— begin Exercise material —

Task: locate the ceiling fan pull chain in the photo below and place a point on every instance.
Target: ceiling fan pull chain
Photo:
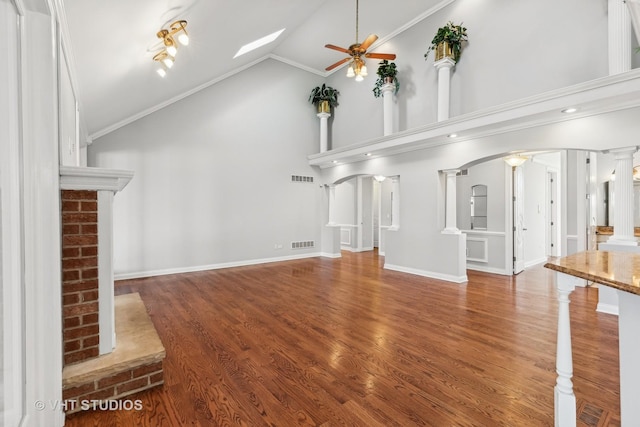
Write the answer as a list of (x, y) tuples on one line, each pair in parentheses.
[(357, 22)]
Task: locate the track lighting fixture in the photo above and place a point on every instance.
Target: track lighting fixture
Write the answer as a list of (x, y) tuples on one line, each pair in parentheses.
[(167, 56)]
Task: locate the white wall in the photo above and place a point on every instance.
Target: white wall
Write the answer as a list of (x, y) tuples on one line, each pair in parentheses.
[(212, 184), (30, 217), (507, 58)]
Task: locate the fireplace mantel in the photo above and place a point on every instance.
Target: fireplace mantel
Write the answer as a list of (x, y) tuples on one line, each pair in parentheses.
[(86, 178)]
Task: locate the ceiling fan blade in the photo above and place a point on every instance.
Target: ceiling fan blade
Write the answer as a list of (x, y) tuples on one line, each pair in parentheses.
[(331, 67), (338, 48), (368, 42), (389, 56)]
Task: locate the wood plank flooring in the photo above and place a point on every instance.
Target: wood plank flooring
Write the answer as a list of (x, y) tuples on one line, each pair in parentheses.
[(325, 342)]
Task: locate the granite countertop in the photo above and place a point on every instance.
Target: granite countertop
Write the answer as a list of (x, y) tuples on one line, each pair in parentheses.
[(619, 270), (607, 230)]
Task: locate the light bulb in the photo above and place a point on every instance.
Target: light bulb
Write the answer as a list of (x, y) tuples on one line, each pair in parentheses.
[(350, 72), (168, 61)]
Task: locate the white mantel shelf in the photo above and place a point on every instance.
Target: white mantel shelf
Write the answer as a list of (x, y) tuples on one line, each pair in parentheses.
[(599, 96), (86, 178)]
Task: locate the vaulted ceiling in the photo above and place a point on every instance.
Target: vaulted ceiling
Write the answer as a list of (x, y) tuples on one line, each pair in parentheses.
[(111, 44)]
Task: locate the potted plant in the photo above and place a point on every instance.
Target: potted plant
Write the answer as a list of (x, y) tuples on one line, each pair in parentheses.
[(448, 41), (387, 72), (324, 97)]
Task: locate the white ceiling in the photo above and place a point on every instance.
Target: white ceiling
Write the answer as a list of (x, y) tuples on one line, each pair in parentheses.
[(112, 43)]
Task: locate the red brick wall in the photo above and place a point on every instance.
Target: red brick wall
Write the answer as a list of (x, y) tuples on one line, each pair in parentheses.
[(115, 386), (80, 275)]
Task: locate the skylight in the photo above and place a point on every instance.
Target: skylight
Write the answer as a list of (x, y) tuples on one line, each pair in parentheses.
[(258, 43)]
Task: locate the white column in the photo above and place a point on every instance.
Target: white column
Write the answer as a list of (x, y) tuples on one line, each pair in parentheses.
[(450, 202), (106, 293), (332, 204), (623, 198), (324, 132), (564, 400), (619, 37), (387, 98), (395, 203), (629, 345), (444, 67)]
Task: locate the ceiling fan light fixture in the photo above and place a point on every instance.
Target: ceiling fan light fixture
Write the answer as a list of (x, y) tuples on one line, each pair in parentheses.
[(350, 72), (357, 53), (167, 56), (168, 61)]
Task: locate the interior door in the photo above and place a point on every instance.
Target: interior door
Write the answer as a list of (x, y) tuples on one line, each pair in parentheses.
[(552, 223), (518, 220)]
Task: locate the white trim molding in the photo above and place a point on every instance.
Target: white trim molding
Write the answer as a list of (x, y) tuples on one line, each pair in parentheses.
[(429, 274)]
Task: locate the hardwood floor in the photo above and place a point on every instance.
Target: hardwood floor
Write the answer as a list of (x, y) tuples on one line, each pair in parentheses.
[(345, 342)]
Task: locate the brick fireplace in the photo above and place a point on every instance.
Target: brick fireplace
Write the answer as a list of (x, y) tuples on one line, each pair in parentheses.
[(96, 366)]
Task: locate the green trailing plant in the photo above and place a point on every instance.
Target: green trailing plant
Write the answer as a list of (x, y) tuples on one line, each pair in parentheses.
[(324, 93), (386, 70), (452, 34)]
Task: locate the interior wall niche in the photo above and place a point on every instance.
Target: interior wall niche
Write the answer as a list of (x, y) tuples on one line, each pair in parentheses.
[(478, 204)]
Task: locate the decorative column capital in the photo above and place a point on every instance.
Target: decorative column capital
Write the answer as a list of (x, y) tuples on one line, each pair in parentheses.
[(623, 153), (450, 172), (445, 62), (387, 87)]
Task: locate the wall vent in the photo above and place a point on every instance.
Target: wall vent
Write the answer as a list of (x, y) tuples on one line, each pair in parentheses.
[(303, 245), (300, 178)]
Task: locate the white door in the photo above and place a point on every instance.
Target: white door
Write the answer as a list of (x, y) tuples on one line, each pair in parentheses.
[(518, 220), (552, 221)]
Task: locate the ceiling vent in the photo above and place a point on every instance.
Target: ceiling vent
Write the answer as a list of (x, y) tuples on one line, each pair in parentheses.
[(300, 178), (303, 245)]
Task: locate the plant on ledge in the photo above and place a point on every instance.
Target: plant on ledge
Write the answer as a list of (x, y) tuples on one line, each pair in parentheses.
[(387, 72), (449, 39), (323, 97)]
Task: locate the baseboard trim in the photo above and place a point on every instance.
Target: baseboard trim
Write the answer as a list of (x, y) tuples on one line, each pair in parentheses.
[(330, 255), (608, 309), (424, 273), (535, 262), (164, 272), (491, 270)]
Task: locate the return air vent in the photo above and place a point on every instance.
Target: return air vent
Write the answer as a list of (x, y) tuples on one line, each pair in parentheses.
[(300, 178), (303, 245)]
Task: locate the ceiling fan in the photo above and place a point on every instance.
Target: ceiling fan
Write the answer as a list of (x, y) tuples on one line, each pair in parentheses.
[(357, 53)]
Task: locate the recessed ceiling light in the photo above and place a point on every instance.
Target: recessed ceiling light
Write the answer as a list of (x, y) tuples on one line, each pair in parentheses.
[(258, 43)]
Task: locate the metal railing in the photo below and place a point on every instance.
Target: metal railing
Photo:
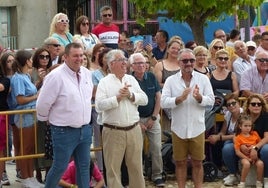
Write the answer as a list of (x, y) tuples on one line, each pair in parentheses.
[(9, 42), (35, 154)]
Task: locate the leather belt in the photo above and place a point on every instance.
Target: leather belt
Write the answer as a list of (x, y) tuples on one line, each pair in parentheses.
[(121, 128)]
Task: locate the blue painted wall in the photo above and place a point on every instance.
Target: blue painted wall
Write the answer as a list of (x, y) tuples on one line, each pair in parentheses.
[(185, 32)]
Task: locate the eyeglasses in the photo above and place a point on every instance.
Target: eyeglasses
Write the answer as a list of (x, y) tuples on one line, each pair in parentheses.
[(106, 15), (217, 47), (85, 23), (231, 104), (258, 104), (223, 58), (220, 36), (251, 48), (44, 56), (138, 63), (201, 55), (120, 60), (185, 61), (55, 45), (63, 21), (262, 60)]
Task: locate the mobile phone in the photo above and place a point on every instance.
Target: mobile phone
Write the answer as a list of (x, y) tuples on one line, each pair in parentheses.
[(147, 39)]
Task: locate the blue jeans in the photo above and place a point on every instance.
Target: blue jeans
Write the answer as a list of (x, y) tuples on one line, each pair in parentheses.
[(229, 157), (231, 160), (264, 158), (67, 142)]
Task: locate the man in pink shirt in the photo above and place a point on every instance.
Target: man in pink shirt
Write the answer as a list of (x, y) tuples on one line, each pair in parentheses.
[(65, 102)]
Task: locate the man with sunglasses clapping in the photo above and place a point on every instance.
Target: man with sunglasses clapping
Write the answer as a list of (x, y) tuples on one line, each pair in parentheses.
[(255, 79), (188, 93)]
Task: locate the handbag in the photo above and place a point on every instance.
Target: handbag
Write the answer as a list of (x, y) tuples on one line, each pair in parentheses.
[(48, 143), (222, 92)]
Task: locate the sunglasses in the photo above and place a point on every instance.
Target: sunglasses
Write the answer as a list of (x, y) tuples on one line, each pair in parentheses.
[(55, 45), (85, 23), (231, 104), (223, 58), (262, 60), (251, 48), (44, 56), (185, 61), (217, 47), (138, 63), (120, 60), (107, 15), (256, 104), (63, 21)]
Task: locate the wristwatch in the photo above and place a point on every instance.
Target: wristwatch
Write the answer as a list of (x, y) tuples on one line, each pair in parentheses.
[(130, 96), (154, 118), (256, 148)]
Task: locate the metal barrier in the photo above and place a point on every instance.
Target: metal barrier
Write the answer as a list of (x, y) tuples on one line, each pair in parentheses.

— end Exercise material —

Reproduce the records above verbatim, from the line containing "Task: locate the metal barrier" through the end of the records, both ends included.

Task: locate the metal barrier in the photo above and place a point on every instance.
Target: metal barrier
Write the answer as a list of (x, y) tuples on one line, each pair in parentheses.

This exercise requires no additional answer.